* Study text *
++++++++++++++++++++
Though he made his living as a writer, Ernest Hemingway was just as famous for his lust for adventure. Whether he was running with the bulls in Pamplona, fishing for marlin in Bimini, throwing back rum cocktails in Havana, or hanging out with his six-toed cats in Key West, the Nobel and Pulitzer Prize-winning author never did anything halfway. And he used his adventures as fodder for the unparalleled collection of novels, short stories, and nonfiction books he left behind, The Sun Also Rises, A Farewell to Arms, Death in the Afternoon, For Whom the Bell Tolls, and The Old Man and the Sea among them.

On what would be his 119th birthday—he was born in Oak Park, Illinois on July 21, 1899—here are 20 memorable quotes that offer a keen perspective into Hemingway’s way of life.

ON THE IMPORTANCE OF LISTENING

"I like to listen. I have learned a great deal from listening carefully. Most people never listen."

ON TRUST

"The best way to find out if you can trust somebody is to trust them."

ON DECIDING WHAT TO WRITE ABOUT

"I never had to choose a subject—my subject rather chose me."
++++++++++++++++++++
* Dataset entries *
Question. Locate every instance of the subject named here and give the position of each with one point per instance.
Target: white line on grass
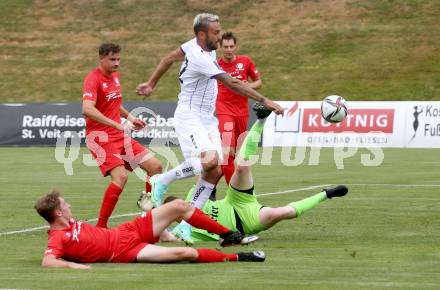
(394, 185)
(262, 194)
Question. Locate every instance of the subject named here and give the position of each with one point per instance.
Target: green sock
(308, 203)
(250, 143)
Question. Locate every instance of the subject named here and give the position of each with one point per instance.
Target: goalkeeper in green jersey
(240, 209)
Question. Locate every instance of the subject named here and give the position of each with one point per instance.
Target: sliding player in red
(72, 242)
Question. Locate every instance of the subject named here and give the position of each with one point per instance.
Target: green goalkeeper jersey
(224, 211)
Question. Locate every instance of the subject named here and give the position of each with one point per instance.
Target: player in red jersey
(114, 151)
(71, 242)
(232, 108)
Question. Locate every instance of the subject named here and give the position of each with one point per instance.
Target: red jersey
(82, 242)
(106, 92)
(229, 102)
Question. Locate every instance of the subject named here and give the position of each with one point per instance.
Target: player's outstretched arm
(52, 261)
(245, 90)
(145, 89)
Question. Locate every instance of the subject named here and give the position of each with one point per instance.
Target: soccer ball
(334, 109)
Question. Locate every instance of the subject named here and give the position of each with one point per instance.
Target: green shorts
(248, 209)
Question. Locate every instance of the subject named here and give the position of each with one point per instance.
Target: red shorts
(232, 129)
(109, 154)
(133, 237)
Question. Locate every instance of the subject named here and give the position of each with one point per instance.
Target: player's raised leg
(242, 177)
(152, 253)
(111, 194)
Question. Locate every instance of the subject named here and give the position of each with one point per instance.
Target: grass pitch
(382, 235)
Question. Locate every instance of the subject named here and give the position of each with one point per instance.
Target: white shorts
(197, 133)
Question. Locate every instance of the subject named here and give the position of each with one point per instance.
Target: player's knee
(242, 169)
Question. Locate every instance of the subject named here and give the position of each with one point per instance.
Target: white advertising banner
(368, 124)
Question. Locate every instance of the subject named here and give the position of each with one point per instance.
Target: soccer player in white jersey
(195, 124)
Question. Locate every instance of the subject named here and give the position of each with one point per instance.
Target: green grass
(305, 50)
(377, 237)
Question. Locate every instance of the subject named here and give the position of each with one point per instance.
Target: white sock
(187, 169)
(201, 193)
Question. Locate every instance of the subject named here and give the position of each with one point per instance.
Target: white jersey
(198, 87)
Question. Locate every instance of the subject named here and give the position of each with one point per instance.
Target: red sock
(228, 169)
(211, 256)
(202, 221)
(109, 201)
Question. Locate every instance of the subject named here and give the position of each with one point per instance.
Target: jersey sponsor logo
(217, 65)
(87, 95)
(113, 95)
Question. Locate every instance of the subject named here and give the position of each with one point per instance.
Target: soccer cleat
(255, 256)
(158, 190)
(261, 110)
(183, 232)
(144, 202)
(339, 190)
(235, 238)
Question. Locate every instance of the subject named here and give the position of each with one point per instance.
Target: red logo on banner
(358, 120)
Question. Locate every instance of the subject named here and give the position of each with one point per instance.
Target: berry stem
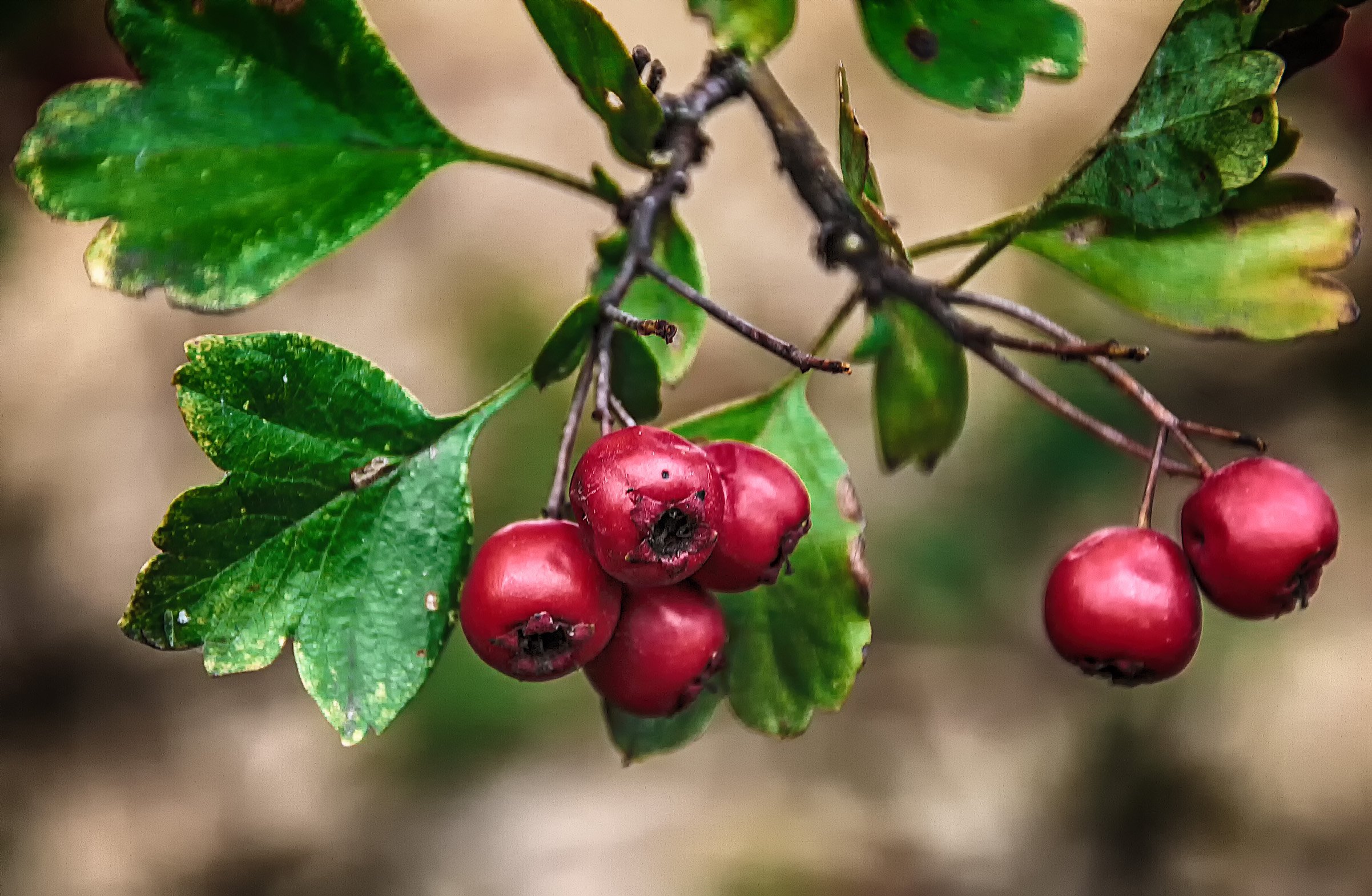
(1150, 487)
(556, 507)
(780, 348)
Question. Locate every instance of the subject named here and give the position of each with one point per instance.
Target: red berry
++++++++++++++++++++
* What to work on *
1. Which book titles does the Hemingway excerpt name?
2. Write out the Hemingway excerpt from "Though he made" to "Sea among them.".
Nothing in the dataset entries is needed.

* Per-task outputs *
1. The Sun Also Rises, A Farewell to Arms, Death in the Afternoon, For Whom the Bell Tolls, The Old Man and the Sea

2.
Though he made his living as a writer, Ernest Hemingway was just as famous for his lust for adventure. Whether he was running with the bulls in Pamplona, fishing for marlin in Bimini, throwing back rum cocktails in Havana, or hanging out with his six-toed cats in Key West, the Nobel and Pulitzer Prize-winning author never did anything halfway. And he used his adventures as fodder for the unparalleled collection of novels, short stories, and nonfiction books he left behind, The Sun Also Rises, A Farewell to Arms, Death in the Afternoon, For Whom the Bell Tolls, and The Old Man and the Sea among them.